## Task
Though the entries contain pictures, the copy you make should hold only the rest, exactly as written.

*** Opening of Exercise data ***

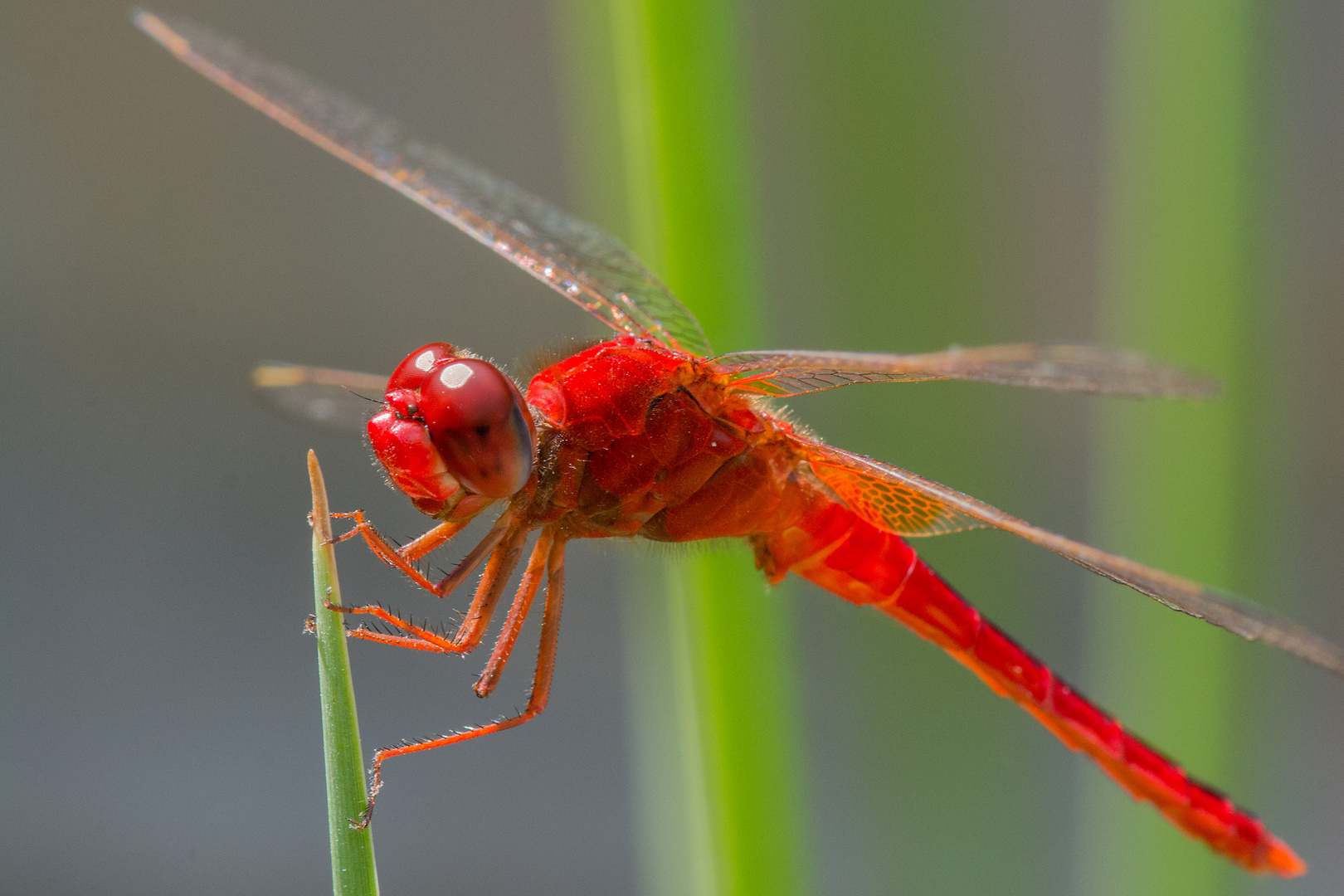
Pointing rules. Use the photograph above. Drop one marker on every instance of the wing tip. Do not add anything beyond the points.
(1281, 860)
(156, 28)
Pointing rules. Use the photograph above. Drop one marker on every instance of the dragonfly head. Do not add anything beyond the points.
(452, 422)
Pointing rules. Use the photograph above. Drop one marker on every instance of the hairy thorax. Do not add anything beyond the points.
(637, 441)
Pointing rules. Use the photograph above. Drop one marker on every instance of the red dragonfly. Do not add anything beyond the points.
(650, 434)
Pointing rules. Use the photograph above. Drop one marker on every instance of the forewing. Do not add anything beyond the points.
(1077, 368)
(336, 399)
(577, 260)
(877, 492)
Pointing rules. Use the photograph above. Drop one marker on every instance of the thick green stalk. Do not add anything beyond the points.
(717, 759)
(1174, 479)
(353, 872)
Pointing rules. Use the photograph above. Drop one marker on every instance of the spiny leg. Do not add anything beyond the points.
(503, 561)
(537, 566)
(538, 696)
(403, 557)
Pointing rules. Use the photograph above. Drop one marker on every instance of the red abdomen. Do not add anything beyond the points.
(828, 544)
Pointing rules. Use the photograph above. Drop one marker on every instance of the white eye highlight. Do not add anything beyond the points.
(425, 360)
(455, 375)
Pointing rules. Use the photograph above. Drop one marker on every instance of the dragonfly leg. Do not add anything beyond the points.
(554, 561)
(504, 557)
(403, 557)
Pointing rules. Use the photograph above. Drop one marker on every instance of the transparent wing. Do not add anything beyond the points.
(577, 260)
(1079, 368)
(336, 399)
(879, 492)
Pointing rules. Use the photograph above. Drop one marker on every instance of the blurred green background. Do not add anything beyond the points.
(918, 173)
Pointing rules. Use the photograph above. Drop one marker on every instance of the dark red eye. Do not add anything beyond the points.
(479, 422)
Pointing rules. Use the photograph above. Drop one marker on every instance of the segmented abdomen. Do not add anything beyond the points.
(832, 547)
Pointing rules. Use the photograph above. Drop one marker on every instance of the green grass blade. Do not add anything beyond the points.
(353, 872)
(717, 754)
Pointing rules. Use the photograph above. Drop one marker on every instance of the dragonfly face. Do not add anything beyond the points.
(452, 422)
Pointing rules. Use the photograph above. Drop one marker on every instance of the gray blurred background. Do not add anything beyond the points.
(158, 238)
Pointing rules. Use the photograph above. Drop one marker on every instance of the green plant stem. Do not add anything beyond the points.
(1174, 480)
(659, 137)
(684, 134)
(353, 872)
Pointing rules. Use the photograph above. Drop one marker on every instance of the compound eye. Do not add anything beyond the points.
(410, 373)
(479, 422)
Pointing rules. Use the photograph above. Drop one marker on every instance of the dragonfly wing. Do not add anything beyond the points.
(336, 399)
(878, 490)
(1077, 368)
(576, 258)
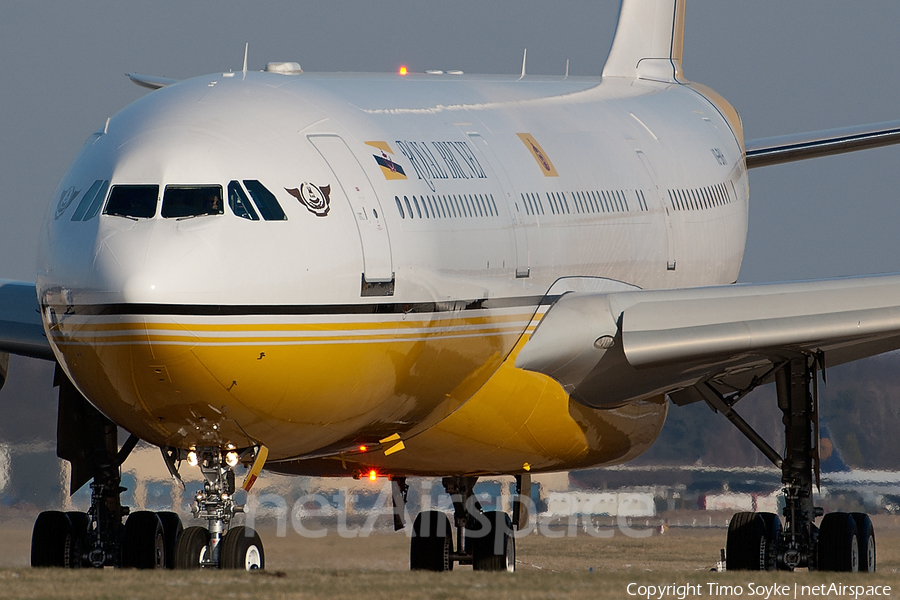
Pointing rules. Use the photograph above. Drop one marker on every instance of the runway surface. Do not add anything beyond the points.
(376, 566)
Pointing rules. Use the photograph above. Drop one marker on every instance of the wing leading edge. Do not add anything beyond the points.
(610, 349)
(789, 148)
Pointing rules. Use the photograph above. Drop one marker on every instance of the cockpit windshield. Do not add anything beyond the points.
(133, 201)
(192, 201)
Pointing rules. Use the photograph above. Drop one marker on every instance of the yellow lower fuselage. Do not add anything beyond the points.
(368, 314)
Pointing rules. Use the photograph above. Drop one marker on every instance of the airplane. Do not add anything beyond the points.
(427, 274)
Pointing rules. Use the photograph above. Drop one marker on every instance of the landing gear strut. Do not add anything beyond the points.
(484, 539)
(218, 544)
(99, 538)
(757, 541)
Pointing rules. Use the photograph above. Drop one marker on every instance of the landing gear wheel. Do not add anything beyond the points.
(495, 551)
(866, 539)
(838, 547)
(51, 534)
(432, 542)
(773, 537)
(752, 542)
(191, 548)
(172, 529)
(242, 549)
(143, 542)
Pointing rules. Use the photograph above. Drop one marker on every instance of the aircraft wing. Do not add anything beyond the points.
(609, 349)
(789, 148)
(21, 330)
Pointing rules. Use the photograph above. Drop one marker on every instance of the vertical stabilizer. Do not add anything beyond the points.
(648, 42)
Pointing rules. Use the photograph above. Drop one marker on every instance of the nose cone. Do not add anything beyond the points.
(156, 262)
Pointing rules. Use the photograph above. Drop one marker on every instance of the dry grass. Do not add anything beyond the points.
(376, 567)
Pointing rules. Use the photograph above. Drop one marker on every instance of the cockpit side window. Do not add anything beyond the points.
(265, 201)
(92, 201)
(181, 201)
(134, 201)
(239, 203)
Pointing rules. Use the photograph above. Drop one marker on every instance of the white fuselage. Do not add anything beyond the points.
(453, 203)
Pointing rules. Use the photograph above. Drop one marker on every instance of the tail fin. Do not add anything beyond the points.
(649, 41)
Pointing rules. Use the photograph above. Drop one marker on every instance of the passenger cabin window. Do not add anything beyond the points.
(132, 201)
(183, 201)
(239, 203)
(265, 201)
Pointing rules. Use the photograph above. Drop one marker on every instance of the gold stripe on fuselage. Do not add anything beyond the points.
(296, 382)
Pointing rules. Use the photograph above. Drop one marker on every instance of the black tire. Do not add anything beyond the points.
(242, 549)
(143, 541)
(432, 542)
(172, 529)
(752, 542)
(52, 531)
(772, 530)
(838, 546)
(495, 551)
(866, 541)
(191, 548)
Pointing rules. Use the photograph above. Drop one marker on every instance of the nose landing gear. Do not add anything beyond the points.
(218, 545)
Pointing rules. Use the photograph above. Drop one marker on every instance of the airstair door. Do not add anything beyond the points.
(352, 181)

*** Close of Exercise data ***

## Solved exercise
Pointing rules. Use the photograph above. Drop one marker on every instance of the wing tip. Do not add anything beyond the points.
(1281, 860)
(156, 28)
Pointing rules. Use the photograph above. Drop one marker on every instance of the dragonfly head. Do not add anything beyond the points.
(452, 422)
Pointing rules. Use the photograph above. Drop one marker on every instance of the hairy thorax. Do not add anything beyond the points.
(637, 441)
Pointing rules. Use the photograph above. Drop one marker on every instance of the red dragonfly. Do not add anything beyond the points.
(650, 434)
Pointing rules. Use the photograph above. Drop one marker on every instance of the forewing. Do not add anything beyond the points.
(1077, 368)
(336, 399)
(577, 260)
(877, 492)
Pointing rules. Use the photograph above. Drop one marker on every instance of the thick green stalk. Do not add anything beyond the points.
(717, 759)
(1174, 479)
(353, 872)
Pointing rules. Use the photograph above. Drop one marker on every instance of the spiny leg. Do not add anything beyond the points.
(503, 561)
(537, 566)
(538, 696)
(403, 557)
Pointing rules. Use the photograph above. Drop one marker on every instance of the red abdomen. Do not add anything beyond the points.
(828, 544)
Pointing rules. Use the photograph above. Drop one marker on every instance of the white eye highlight. Do not add anything beyond the points.
(425, 360)
(455, 375)
Pointing rules. Use the photograph above. Drop one marker on every instance of the dragonfly leg. Do not add anything beyond the points.
(554, 561)
(504, 557)
(403, 557)
Pointing rules. Use the photograph above. Drop one marker on every instance of the transparent wing. Do not add anything beyond the points.
(577, 260)
(1079, 368)
(336, 399)
(879, 492)
Pointing rules. Use the photograph above. Drop one marker on every instance of the blurred green background. Do not add anything beyond the points.
(918, 173)
Pointing rules. Use the photograph above. Drop one marker on every instance of the dark red eye. Do not add anything beyond the points.
(479, 422)
Pointing rules. Use the photograph above. Drop one marker on every instance of the segmented abdomen. Do not add anything beyond the points.
(832, 547)
Pointing rules. Use the photograph above. Drop one marker on every instance of the green grass blade. Do not add anything beyond the points.
(353, 872)
(717, 754)
Pointing rules. Use the photograph above. Drop one marker on every instance of the dragonfly face. Do not add anything beyond the points.
(452, 422)
Pointing rules. Use the photograph above. Drop one marker on every instance of the gray blurred background. Do not add anything beyond the points.
(158, 238)
Pointing rules. Use the photograph above. Drop one marker on every instance of the green plant stem. Do not add anything beyond the points.
(1174, 480)
(659, 137)
(684, 134)
(353, 872)
Pointing rules. Use the photograph above. Drop one marker on every instance of the compound eye. Do not add anything beyond the points.
(410, 373)
(479, 422)
Pointing rules. Use the photograph above. Drop one marker on every instance of the dragonfly wing. Do not add anything beyond the points.
(336, 399)
(878, 490)
(1077, 368)
(576, 258)
Pointing rules. Use the photograph above. Drop one marker on every instance of the runway surface. Do not add anything beyond the points.
(376, 566)
Pointing rules. Use the photograph above. Drop one marker on every instance of the wing leading edge. Do not add anything beyond the points.
(610, 349)
(789, 148)
Pointing rules. Use the photograph above. Drop one marker on every instance of the cockpit windshield. Do not add anything beyond the points.
(133, 201)
(192, 201)
Pointing rules. Use the photograph above. Drop one marker on every instance of the yellow lower fuselage. Do not add anything beyond the points.
(368, 314)
Pointing rules. Use the photograph above. Drop one marker on every instance of the airplane. Do not add anything beyond the points.
(427, 274)
Pointing rules. Use the photograph above. Drop one marker on every instance of the landing gear strut. Do not add anything beyond the points.
(484, 539)
(218, 544)
(99, 538)
(757, 541)
Pointing rules. Use the photograph above. Drop one marker on every instance of the landing gear wheel. Do not add anything beyond the points.
(495, 551)
(866, 539)
(838, 547)
(51, 534)
(432, 542)
(773, 537)
(752, 542)
(191, 548)
(172, 529)
(242, 549)
(143, 542)
Pointing rules. Use the photograph above. Drop one marker on every instance of the aircraft wing. Do not add anything beyond the points.
(609, 349)
(789, 148)
(21, 330)
Pointing rules. Use the photograph above. Drop one marker on every instance of the vertical stabilizer. Do not add anything beyond the points.
(648, 42)
Pointing rules. Use the photograph above. Drop one marker on every instance of the nose cone. Do not add anything beyond the points.
(156, 262)
Pointing rules. Use the photograph above. Drop one marker on every instance of the dry grass. Do not add anything beyond the points.
(376, 567)
Pointing rules. Use the photograph above. Drop one marker on every instance of the cockpit side window. Do not add anything beyond the points.
(265, 201)
(92, 201)
(181, 201)
(134, 201)
(239, 203)
Pointing rules. Use the photograph above. Drop one marker on every instance of the white fuselage. Do not add anything beyond the points.
(453, 203)
Pointing rules. Use the photograph above. Drop one marker on every instance of the tail fin. Do not add anything beyond the points.
(649, 41)
Pointing rules. Use the photograph above. Drop one marker on every instance of the passenger cabin window. Do not add anything beyond the points.
(132, 201)
(183, 201)
(239, 203)
(265, 201)
Pointing rules. Use the photograph above. Drop one marker on every instance of the gold stripe on fuselage. Do not add anything beyond the points.
(296, 382)
Pointing rules. Use the photograph above. Drop one marker on every instance of the black tire. Do not add anything beyond the points.
(242, 549)
(143, 541)
(432, 542)
(172, 529)
(752, 542)
(52, 531)
(772, 530)
(838, 546)
(495, 551)
(866, 541)
(191, 548)
Pointing rules. Use the photograph above. Drop one marker on every instance of the nose landing gear. Do not add anything beyond the points.
(218, 545)
Pointing rules. Use the photograph above. Drop one marker on every instance of the airstair door. Do not add anything beyond the points.
(352, 181)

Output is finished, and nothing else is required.